• _PERMINTAAN A_:
Bisakah Anda menyalin ulang semua baris daftar yang terletak setelah dokumen di bawah, tanpa perubahan sedikit pun dan tanpa menyertakan gambarnya?

• _DOKUMEN_:

Minggu, 16 Juli 2017

Peliputan Investigasi Tembakau cap Gorilla #2



Menyimak Cerita Mantan Pengedar dan Pemakai Narkoba
Terkait topik investigasi yang kami angkat, maka melalui tulisan ini akan kami sampaikan sebuah cerita yang bersumber langsung dari seorang pecandu sekaligus mantan pengedar narkoba yang sudah berbagi ceritanya kepada kami pada Senin, 10 Juli 2017 lalu. Sebelumnya kami sampaikan, bahwa cerita ini mengalir begitu saja sesuai dengan apa yang disampaikan oleh narasumber. Hingga tulisan ini dipublikasikan, sudah mendapatkan persetujuan dari pihak terkait.
            Sebut saja Freedy, ia merupakan seorang lulusan pada salah satu perguruan tinggi di Jakarta. Menjadi seorang pengedar apalagi pecandu barang terlarang ini, tak pernah terbayangkan olehnya sebelumnya. Hal ini dimulai ketika ia berada dilingkungan yang membawanya terjerumus kedalam obat-obatan terlarang ini. Pertama kali ia mencoba barang haram tersebut, yaitu pada tahun 2004. Berbagai jenis obat-obatan terlarang sudah pernah ia coba. Mulai dari ganja, sabu, ekstasi, obatobatan psikotropika seperti bimolit, kamlet, dan terakhir adalah tembakau gorila.
            Freedy mengaku, merasakan efek yang beragam ketika  ia mengkonsumsi tembakau jenis gorila. “Muntah, muntah itukan mabuk banget, lama kalau tidur, bisa sampai 12 jam kalau (mengkonsumsi) gorilla. Soalnya itukan parah banget sampai ke kepala bergetar,” jelas Freedy kepada Tim Investigasi Bravo.
            Efek yang ditimbulkan oleh tebakau gorila juga lebih cepat dibandingkan ganja biasa. “Bedanya sama ganja nih. Kalau ganja itu lo harus ngisep sebatang baru dapet gitingnya. Kalo gorila itu 2-3 isep udah kaya sebatang ganja. Lebih keras. Namanya juga buatan kan pakai campuran kimia. Kalau ganjakan alami.
            Ternyata, tembakau gorila juga banyak macamnya. Ada gorila biasa, hanoman, gajah dan beruang. “Ada gorilla biasa, hanoman lebih keras, ada gajah keras tapi soft, ada beruang keras. Gue ga bisa bedain sih kalau sekarang. Gue nggak ngikutin”.

• _PERMINTAAN B_:
Apa terjemahan bahasa Inggris dari kalimat "Ternyata, tembakau gorila juga banyak macamnya." dalam dokumen tentang tembakau gorila di atas?

• _DATA LATIHAN_:
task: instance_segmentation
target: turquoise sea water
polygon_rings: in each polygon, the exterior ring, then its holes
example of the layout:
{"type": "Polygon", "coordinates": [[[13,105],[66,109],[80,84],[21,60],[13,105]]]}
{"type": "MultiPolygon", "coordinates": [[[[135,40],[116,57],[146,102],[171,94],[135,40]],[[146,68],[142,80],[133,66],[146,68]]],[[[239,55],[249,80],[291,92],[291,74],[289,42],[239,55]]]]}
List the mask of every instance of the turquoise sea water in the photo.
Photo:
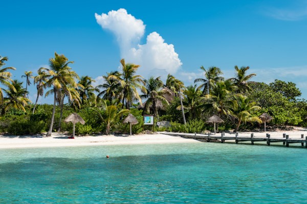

• _PENYELESAIAN LATIHAN A_:
task: instance_segmentation
target: turquoise sea water
polygon_rings: in each polygon, the exterior ring, then its holes
example of the layout:
{"type": "Polygon", "coordinates": [[[13,105],[66,109],[80,84],[21,60],[13,105]]]}
{"type": "MultiPolygon", "coordinates": [[[[135,40],[116,57],[146,102],[171,94],[135,40]],[[146,68],[142,80],[133,66],[146,68]]],[[[239,55],[249,80],[291,92],[291,74],[289,42],[239,55]]]]}
List the mask of every instance of the turquoise sea water in the photo.
Photo:

• _PENYELESAIAN LATIHAN B_:
Apparently, gorilla tobacco also comes in many varieties.